WHAT THIS TASK INVOLVES: Your task is to repeat all of the data exactly while excluding the pictures.

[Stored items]
** START **
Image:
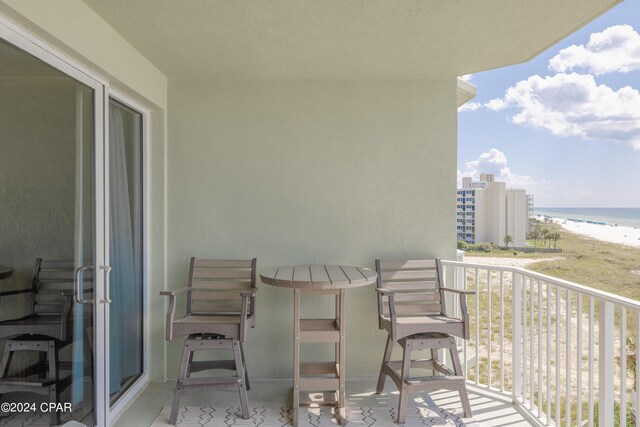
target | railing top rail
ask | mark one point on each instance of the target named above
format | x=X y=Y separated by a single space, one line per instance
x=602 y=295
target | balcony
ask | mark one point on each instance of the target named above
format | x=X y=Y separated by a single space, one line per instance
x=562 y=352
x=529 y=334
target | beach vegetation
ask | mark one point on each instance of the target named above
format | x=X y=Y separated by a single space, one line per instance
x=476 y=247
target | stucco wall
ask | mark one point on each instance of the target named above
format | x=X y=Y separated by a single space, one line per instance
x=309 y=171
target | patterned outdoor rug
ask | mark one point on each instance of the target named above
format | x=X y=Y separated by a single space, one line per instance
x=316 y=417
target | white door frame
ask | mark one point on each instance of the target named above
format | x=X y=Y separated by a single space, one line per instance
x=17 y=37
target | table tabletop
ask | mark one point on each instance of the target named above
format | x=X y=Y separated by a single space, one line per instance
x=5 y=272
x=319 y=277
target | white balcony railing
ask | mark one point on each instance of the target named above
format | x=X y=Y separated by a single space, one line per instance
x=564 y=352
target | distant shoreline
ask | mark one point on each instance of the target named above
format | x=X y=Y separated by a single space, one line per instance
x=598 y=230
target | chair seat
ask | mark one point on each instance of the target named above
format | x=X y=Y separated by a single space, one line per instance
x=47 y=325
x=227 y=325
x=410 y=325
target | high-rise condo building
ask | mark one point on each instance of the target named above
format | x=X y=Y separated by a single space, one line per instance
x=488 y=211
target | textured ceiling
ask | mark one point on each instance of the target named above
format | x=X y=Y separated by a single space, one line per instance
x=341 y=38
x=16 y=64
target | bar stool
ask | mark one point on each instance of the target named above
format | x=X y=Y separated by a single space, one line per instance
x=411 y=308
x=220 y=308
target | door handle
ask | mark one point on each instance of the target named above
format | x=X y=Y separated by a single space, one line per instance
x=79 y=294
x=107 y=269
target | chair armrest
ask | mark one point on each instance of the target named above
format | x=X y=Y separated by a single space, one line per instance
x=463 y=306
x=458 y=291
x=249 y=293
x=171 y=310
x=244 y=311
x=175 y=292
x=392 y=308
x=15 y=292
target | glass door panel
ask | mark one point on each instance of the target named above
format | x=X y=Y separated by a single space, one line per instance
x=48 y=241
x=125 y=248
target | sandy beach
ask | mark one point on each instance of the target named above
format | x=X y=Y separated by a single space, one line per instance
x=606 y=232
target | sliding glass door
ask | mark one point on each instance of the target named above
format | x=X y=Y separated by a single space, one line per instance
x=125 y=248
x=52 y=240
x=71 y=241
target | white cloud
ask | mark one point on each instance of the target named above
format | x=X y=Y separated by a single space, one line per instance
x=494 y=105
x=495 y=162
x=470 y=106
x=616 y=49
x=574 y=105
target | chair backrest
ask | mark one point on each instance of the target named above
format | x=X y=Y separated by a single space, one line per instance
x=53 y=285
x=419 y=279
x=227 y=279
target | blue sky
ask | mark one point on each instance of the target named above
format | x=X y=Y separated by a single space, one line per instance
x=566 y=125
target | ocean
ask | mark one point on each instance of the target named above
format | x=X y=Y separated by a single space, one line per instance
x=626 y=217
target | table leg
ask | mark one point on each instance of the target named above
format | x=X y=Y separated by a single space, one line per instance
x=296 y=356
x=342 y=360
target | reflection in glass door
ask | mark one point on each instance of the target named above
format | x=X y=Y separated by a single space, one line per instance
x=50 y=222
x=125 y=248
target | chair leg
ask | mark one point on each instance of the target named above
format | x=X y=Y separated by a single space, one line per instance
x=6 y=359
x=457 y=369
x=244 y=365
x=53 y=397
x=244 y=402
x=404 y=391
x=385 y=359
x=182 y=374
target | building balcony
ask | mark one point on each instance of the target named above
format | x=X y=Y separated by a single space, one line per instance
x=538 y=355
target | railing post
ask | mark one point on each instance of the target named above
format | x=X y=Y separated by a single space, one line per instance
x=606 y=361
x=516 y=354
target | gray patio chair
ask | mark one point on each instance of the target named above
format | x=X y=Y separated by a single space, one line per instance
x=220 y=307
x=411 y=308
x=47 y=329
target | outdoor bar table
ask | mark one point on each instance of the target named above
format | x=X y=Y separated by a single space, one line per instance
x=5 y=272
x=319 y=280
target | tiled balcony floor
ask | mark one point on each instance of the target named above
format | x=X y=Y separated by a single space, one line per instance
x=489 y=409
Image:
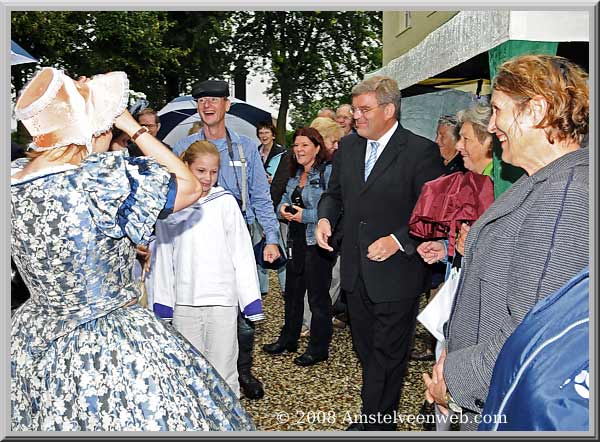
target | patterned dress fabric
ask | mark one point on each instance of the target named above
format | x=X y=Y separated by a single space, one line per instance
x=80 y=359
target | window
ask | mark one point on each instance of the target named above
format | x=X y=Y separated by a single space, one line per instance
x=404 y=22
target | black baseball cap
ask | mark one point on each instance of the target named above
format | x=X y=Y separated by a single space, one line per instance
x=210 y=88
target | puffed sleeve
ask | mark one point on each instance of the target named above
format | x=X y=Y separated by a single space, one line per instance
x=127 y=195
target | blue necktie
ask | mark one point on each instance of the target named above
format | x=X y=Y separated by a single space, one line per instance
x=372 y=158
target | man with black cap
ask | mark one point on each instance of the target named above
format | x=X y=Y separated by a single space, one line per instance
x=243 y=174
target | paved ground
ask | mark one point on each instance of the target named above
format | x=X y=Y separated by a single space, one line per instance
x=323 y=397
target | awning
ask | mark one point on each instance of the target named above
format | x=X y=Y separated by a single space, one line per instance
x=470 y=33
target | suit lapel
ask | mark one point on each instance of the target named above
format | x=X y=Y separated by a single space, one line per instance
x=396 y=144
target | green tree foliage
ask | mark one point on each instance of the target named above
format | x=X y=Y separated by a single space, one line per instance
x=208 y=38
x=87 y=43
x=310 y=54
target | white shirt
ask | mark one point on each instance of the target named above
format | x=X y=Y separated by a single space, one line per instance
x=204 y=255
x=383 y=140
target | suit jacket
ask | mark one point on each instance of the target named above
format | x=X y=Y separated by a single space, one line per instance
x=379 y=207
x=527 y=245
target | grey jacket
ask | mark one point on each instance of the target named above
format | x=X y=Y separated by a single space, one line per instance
** END **
EXERCISE OUTPUT:
Image:
target | railing top rail
ask | mark one point on each instance of the target named above
format | x=X y=Y separated by a single space, one line per instance
x=602 y=295
target | balcony
ask | mark one point on each instance of the target named above
format | x=X y=Y separated by a single space, one line per instance
x=562 y=352
x=529 y=334
target | beach vegetation
ask | mark one point on each instance of the target named above
format | x=X y=Y separated by a single space, one line per instance
x=476 y=247
target | stucco wall
ask | mark one point on each instance of the target named above
format | x=X y=Y separated by a single space, one line per instance
x=309 y=171
target | patterned outdoor rug
ask | mark one point on each instance of the target named above
format | x=X y=Y separated by a single space, one line per instance
x=316 y=417
target | white door frame
ask | mark one point on each instance of the target named above
format | x=X y=Y separated by a single space, one line per instance
x=17 y=37
target | table tabletop
ask | mark one point on each instance of the target named above
format | x=X y=Y separated by a single space, one line per instance
x=5 y=272
x=319 y=277
target | white balcony railing
ask | mark one point on each instance of the target named above
format | x=X y=Y separated by a single space, one line per instance
x=564 y=352
target | distant shoreline
ask | mark one point on each instance of the target named above
format | x=X y=Y separated by a single space, one line per instance
x=598 y=230
target | chair seat
ask | mark one point on each instance of the target named above
format | x=X y=Y separated by a single space, one line per instance
x=47 y=325
x=227 y=325
x=410 y=325
target | high-rise condo building
ask | mark one point on each instance of the target named above
format | x=X y=Y separated by a single space, one line per instance
x=488 y=211
target | textured ceiling
ask | mark one point on each instance of the target named above
format | x=X y=Y separated by a single space, one line per instance
x=341 y=38
x=16 y=64
target | bar stool
ask | mark one point on each instance of the target named above
format | x=X y=Y separated by a single space, one line per instance
x=411 y=308
x=220 y=308
target | door handle
ask | mark one point on each instance of the target named above
format | x=X y=Y separated by a single space, one line per instance
x=79 y=294
x=107 y=269
target | chair armrest
ask | mark one point on each instance of the target named above
format | x=X y=Y separated by a single space, one line per instance
x=463 y=306
x=458 y=291
x=249 y=293
x=171 y=310
x=244 y=311
x=175 y=292
x=392 y=308
x=15 y=292
target | glass door panel
ask | mark one point on each instance of the target named above
format | x=X y=Y separated by a single space, one line per instance
x=48 y=241
x=125 y=248
target | sandy beach
ask | mark one point on each instance of the target named above
format | x=X y=Y separated by a single space, one line per instance
x=606 y=232
target | sliding glass door
ask | mark one point on each instance of the target named above
format | x=X y=Y separated by a single space, one line per instance
x=125 y=248
x=52 y=240
x=71 y=241
target | white cloud
ask | mark one point on each instance of the target named above
format | x=X y=Y separated by a single space, one line per instance
x=494 y=105
x=495 y=162
x=470 y=106
x=616 y=49
x=574 y=105
target | chair backrest
ask | mark one point on each instance of the target named above
format | x=X y=Y separated by a single space, one line per instance
x=53 y=285
x=419 y=279
x=227 y=279
target | blue sky
ask | mark one point on each instance of the target named above
format | x=X y=Y separated by a single space, one line per instance
x=566 y=125
target | ocean
ask | mark one point on each instance of the target named above
format | x=X y=Y separated by a single space, one line per instance
x=626 y=217
target | table leg
ask | mark one point on each instance of the target named above
format | x=X y=Y separated by a single space, one line per instance
x=296 y=356
x=342 y=360
target | reflection in glass door
ask | mark one point on each instance of the target named above
format | x=X y=Y separated by a single space, one line per instance
x=50 y=222
x=125 y=248
target | chair leg
ask | mark one point on each instance of the target named above
format | x=X y=Y separated by a single space, one line per instance
x=6 y=359
x=457 y=369
x=244 y=365
x=53 y=397
x=244 y=402
x=404 y=391
x=385 y=359
x=182 y=374
target | building balcony
ask | mark one point on each instance of the target named above
format | x=X y=Y separated by a single space, one line per instance
x=538 y=355
target | railing post
ask | mark one point on each instance of the target named above
format | x=X y=Y separated by a single space, one line per instance
x=606 y=361
x=516 y=354
target | gray patio chair
ask | mark one point on each instance of the target named above
format | x=X y=Y separated by a single space, one line per instance
x=220 y=307
x=411 y=308
x=47 y=329
target | outdoor bar table
ask | mark one point on each instance of the target named above
format | x=X y=Y separated by a single space, one line per instance
x=5 y=272
x=319 y=280
target | tiled balcony floor
ask | mark one point on each instance of the target named above
format | x=X y=Y separated by a single space, one line per instance
x=489 y=409
Image:
target | patterned dress fabric
ask | mark one point on each instance of the target named above
format | x=X y=Y separated by a single space, one line per instance
x=80 y=359
target | window
ask | mark one point on each instance of the target named above
format | x=X y=Y separated by a single space, one line per instance
x=404 y=22
target | black baseball cap
ask | mark one point on each instance of the target named above
format | x=X y=Y separated by a single space, one line per instance
x=210 y=88
target | puffed sleeve
ask | mark one point on each instance of the target named above
format | x=X y=Y separated by a single space, one line per instance
x=127 y=195
target | blue necktie
ask | mark one point on each instance of the target named above
format | x=X y=Y separated by a single space, one line per instance
x=372 y=158
target | man with black cap
ask | mark one point on each instance of the target named above
format | x=X y=Y separated by a single space, one line per instance
x=243 y=174
target | paved ground
ask | mark one point on each instance of the target named above
format | x=X y=Y separated by a single space, one line per instance
x=323 y=397
target | awning
ask | mark one point on each instance of the target named above
format | x=X y=Y separated by a single space, one line per instance
x=470 y=33
target | suit lapel
ask | mark one point on each instance of the target named above
format | x=X y=Y separated by a single space, one line per instance
x=396 y=144
target | green tree foliage
ask | mark one point on each instance of the target named above
format | x=X y=Y separated by a single space, one line per instance
x=208 y=38
x=87 y=43
x=310 y=54
target | white shirt
ask | mark one point on each instance of the target named above
format | x=X y=Y separated by a single space, one line per instance
x=204 y=255
x=383 y=140
target | suit jacket
ask | mark one point on each instance of the target named above
format | x=X y=Y separated by a single space, one line per instance
x=379 y=207
x=527 y=245
target | grey jacket
ask | mark one point on each instance of the target named above
format | x=X y=Y separated by a single space, one line per instance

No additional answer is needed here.